> **WHAT THE EXERCISE ASKS**
Carry on the forum discussion about the Unchained Monk's flurry of blows and natural weapons, starting right after its last line.

Brownfur in this case

The spells were designed around self only casters

If he's trying to keep the game more reasonable power level, and his game is already been started/advertised as such, then this is a logical ban


Balkoth wrote:

The player is pointing out that the Unchained Monk lacks the language you're referring to (that both normal Monk and Brawler possess). Here's the exact wording for Unchained Monk:

"(...) He takes no penalty for using multiple weapons when making a flurry of blows, but he does not gain any additional attacks beyond what’s already granted by the flurry for doing so. (He can still gain additional attacks from a high base attack bonus, from this ability, and from haste and similar effects).

Natural weapons are still weapons for most things. You can not, ever, add natural weapons to a Flurry of Blows.

Balkoth wrote:
RAW I'm guessing a Tiger is "allowed" to make an unarmed attack if it wants rather than using Bite/Claw/Claw...which means we'd have a Flurrying Monk Tiger using Unarmed attacks rather than natural weapons?

There's actually a lack of rules on the exact topic, but nothing says you lose the ability to make an unarmed strike, and you can explicitly use any part of your body to make unarmed strikes, so RAW it does work. Can get pretty weird when your unarmed strikes with claws or bite only do bludgeoning damage, though.

Balkoth wrote:
I believe he specifically wants to turn the monk into a Thriae Queen.

> **SUPPLIED MATERIAL**
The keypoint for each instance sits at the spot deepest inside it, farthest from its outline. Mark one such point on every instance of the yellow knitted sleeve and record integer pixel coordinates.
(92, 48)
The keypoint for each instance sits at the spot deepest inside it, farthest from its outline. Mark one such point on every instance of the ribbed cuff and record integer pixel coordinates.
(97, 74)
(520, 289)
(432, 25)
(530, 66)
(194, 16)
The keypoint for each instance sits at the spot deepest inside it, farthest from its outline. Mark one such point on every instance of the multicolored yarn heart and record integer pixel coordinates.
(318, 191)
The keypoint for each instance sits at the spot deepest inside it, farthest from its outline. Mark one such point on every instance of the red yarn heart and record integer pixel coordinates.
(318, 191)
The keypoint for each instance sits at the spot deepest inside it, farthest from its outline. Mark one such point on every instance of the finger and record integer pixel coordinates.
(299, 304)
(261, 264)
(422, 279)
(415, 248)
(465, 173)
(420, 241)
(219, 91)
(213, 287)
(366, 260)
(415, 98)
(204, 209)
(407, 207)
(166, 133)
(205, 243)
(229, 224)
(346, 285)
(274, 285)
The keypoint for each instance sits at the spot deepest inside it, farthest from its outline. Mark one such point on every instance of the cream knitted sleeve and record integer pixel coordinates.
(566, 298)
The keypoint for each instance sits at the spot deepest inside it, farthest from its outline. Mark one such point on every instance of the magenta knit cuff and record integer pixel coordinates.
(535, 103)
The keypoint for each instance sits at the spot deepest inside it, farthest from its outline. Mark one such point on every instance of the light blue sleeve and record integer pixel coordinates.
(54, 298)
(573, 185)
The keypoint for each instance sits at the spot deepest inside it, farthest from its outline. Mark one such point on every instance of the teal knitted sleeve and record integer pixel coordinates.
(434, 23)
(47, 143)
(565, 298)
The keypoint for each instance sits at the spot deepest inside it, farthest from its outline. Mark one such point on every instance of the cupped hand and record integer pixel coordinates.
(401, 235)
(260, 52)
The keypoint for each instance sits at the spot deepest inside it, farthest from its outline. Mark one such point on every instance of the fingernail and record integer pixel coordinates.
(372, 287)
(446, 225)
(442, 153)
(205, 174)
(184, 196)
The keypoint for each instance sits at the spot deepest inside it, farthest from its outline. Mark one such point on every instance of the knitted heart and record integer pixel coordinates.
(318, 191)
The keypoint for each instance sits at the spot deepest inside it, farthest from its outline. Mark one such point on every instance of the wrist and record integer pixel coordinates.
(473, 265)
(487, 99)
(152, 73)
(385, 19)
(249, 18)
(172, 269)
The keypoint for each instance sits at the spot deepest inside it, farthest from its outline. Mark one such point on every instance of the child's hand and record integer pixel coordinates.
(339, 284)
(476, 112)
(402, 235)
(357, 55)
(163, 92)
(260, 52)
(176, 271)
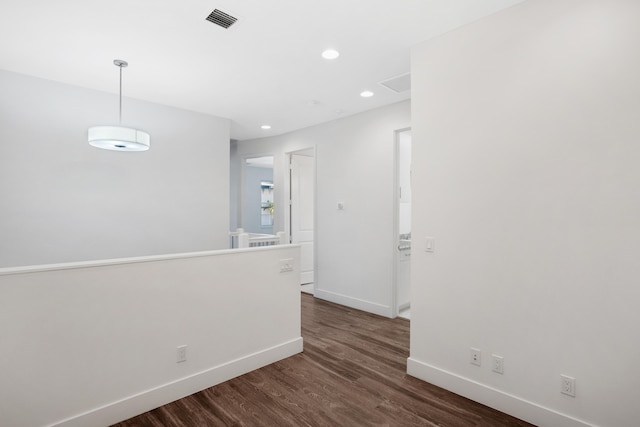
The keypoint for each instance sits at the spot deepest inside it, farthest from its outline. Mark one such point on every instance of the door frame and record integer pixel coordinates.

> **WRITTEN RESPONSE**
I take it he hasn't found the Deathsnatcher yet? Or, possibly even worse, Great Old One Yig.

Brown-Fur Transmuter's 9th level ability is very strong, because combining (spersonal range) polymorph spells with strength based full BAB characters is very strong. For Monstrous Physique, unMonk isn't actually that good a target (the natural attacks are wasted, pounce is mostly wasted, most other special abilities are natural attack dependent and thus wasted, and MP lets you keep your weapons and armor). The Monk would gain just about the same benefit from turning into a Quetzalcoatlus via Beast Shape III.

Will it be disruptive? Depends on the campaign, the Monk's build, and the other party members. Still, we're talking about 5th level wizard spells. Is MP3 or BS3 worse than Dominate Person, Wall of Force, Cloudkill, Magic Jar etc.? Buffing martials is generally the least disruptive playstyle a full caster can pick.


UC flurry also does not work with natural attacks; designer statement was that the “no additional attacks” language made the specific natural attack prohibition from chained superfluous.


And the whole point of brown fur transmuted is giving groupmates access to pomymorphs that are normally hard to get. Of course he should be able to make the monk huge, most of the core polymorphs already allow that. Monstrous form on a monk is pretty weak; on an armed/armored martial though it might push the bounds of what you should allow.


Balkoth wrote:


A sting attack at -5 from his normal Flurry (this sting is a *staggering* plus 1d6 Con poison at DC 17 (10 + 5 (HD) + 2 (Con)) whose DC would increase over time)

Is that all correct?

The save DC will actually be 10 + spell level 5 + arcanist's casting modifier (not con). So, probably even higher than 17. But as has been pointed out, it can't be used with a flurry of blows.


Lelomenia wrote:
And the whole point of brown fur transmuted is giving groupmates access to pomymorphs that are normally hard to get.

Just because something is the whole point of a printed archetype doesn't mean it's suitable for all campaigns.

There's a metric f-ton of stuff printed up in pathfinder that a group wanting a more reasonable power level may want to ignore.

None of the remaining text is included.